■ CONSEGNE:
- a) Riporta identiche le righe dell'elenco che vanno dalla riga contenente "In this exercise you will find the golden" fino alla fine dell'elenco, entrambi gli estremi compresi.
- b) Per favore, prosegui l'estratto sulla pesca con le esche artificiali, riprendendo subito dopo la sua ultima frase.

■ ESTRATTO DEL TESTO:
········
Ad ogni modo, l’azione di pesca in questo contesto risulta essere molto semplice. Tuttavia, a volte mi è capitato di notare letteralmente solo un saliscendi da parte dell’angler, movimento anche piuttosto noioso da praticare per ore ed ore. Io, personalmente, preferisco cambiare la velocità di recupero e alternare il lineare a delle jerkate delicate, quasi accompagnando la canna. A dirla tutta, in realtà, la maggior parte degli strike li ho avuti proprio durante delle pause – pause anche di sette o otto secondi e con il filo lento, quindi senza vibrazione del filo né movimento alcuno dell’esca, nonostante un minimo di scarroccio della barca – o quando l’esca toccava il fondo. A questo proposito, infatti, a volte quando l’artificiale tocca il fondo è buona norma lasciarlo lì: non saprei dire se ad attirare il pinnato sia la “nuvoletta” che si viene a creare battendo l’esca sul fondo, oppure il silenzio che segue questo battere, durante le pause, ma vi garantisco che quest’accortezza mi ha spesso evitato di tornare a casa a mani vuote. Non spaventatevi, inoltre, se recuperando il filo dopo una pausa potreste aver la sensazione di aver incagliato e, per qualche secondo, la paura di perdere l’esca sul fondo potrebbe farvi tirare giù qualche dio dell’Olimpo: ben presto capirete che ne sarà valsa la pena e sentirete la paura trasformarsi in adrenalina ed incredulità quando quello che pensavate fosse un sasso inizierà a correre e far cantare la frizione del mulinello! (Foto 8 – 8 bis)
Come per i jig poi, anche con le softbait il peso ha la sua importanza. Per quanto riguarda la pesca in verticale in particolare, una linea guida potrebbe essere quella dei “quattro grammi per ogni metro d’acqua sotto di noi”, ma è per l’appunto una linea guida e non una legge universale. Poniamo il caso, ad esempio, in cui stiamo pescando a scarroccio e non riusciamo a tenere l’esca più o meno in verticale: saremo, ovviamente, costretti ad aumentare il peso della testa piombata.
········
■ MATERIALE DA ELABORARE:
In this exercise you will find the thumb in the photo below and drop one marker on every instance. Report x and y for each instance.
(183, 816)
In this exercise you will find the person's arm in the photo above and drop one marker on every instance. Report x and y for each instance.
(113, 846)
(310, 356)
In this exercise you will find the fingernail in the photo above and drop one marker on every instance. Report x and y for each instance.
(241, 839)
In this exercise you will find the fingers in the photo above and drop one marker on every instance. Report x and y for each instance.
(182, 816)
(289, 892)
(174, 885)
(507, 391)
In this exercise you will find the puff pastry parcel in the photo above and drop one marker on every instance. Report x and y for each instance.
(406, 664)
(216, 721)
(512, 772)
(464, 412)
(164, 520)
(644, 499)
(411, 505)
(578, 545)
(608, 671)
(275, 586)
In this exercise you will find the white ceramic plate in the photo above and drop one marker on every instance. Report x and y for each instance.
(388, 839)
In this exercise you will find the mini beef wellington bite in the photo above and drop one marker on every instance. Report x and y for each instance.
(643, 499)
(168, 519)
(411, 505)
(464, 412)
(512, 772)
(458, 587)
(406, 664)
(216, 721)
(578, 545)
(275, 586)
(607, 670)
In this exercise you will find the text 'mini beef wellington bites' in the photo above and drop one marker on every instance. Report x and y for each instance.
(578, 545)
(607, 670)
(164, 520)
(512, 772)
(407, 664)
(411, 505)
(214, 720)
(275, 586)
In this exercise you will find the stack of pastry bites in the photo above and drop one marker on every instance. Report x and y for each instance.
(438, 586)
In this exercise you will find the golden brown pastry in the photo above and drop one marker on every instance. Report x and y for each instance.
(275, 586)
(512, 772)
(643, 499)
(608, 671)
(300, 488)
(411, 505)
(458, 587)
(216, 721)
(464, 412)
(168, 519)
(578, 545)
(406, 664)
········
■ RISULTATI IN ORDINE:
- a)
In this exercise you will find the golden brown pastry in the photo above and drop one marker on every instance. Report x and y for each instance.
(275, 586)
(512, 772)
(643, 499)
(608, 671)
(300, 488)
(411, 505)
(458, 587)
(216, 721)
(464, 412)
(168, 519)
(578, 545)
(406, 664)

- b)
Niente e nessuno ci vieta, infatti, di pescare con 200 grammi su 30 metri di profondità, anzi… (Foto 9)
A volte, per contrastare corrente e/o scarroccio della barca, è l’unica scelta che abbiamo per arrivare sullo scoglio desiderato, ma dobbiamo sempre ricordarci di rallentare l’esca negli ultimi 10/15 metri della sua discesa in modo da incuriosire il pesce e non spaventarlo. A tal proposito, è importante ricordare che la velocità di affondamento dell’esca nei primi metri d’acqua non è la stessa che a 30 o a 100 metri di batimetrica. A livello del mare, infatti, abbiamo una pressione di un bar (circa un chilogrammo per centimetro quadrato), ma questa pressione aumenta di un bar ogni 10 metri di profondità. Quindi a 30 metri avremo un peso di circa 4 kg/cm², a 40 metri saranno circa 5 kg/cm² e così via; ciò significa che più il nostro artificiale scende, più aumenta la sua velocità di discesa. Ricordiamoci, perciò, di rallentarlo se non vogliamo che le nostre prede scappino a velocità ultrasoniche in preda al panico, e con poche probabilità di ritorno! È molto importante impiegare anche una girella, perché le gomme tendono, a differenza dei jig, a girare maggiormente e a produrre più torsioni. Un altro dettaglio è quello di utilizzare gli assist. Come si evince dalla foto (Foto 10), senza l’uso degli assist il pesce avrebbe tagliato la gomma, mentre nella seconda foto (Foto 11-12), si vede chiaramente che senza l’impiego dell’assist il pesce sarebbe andato perso.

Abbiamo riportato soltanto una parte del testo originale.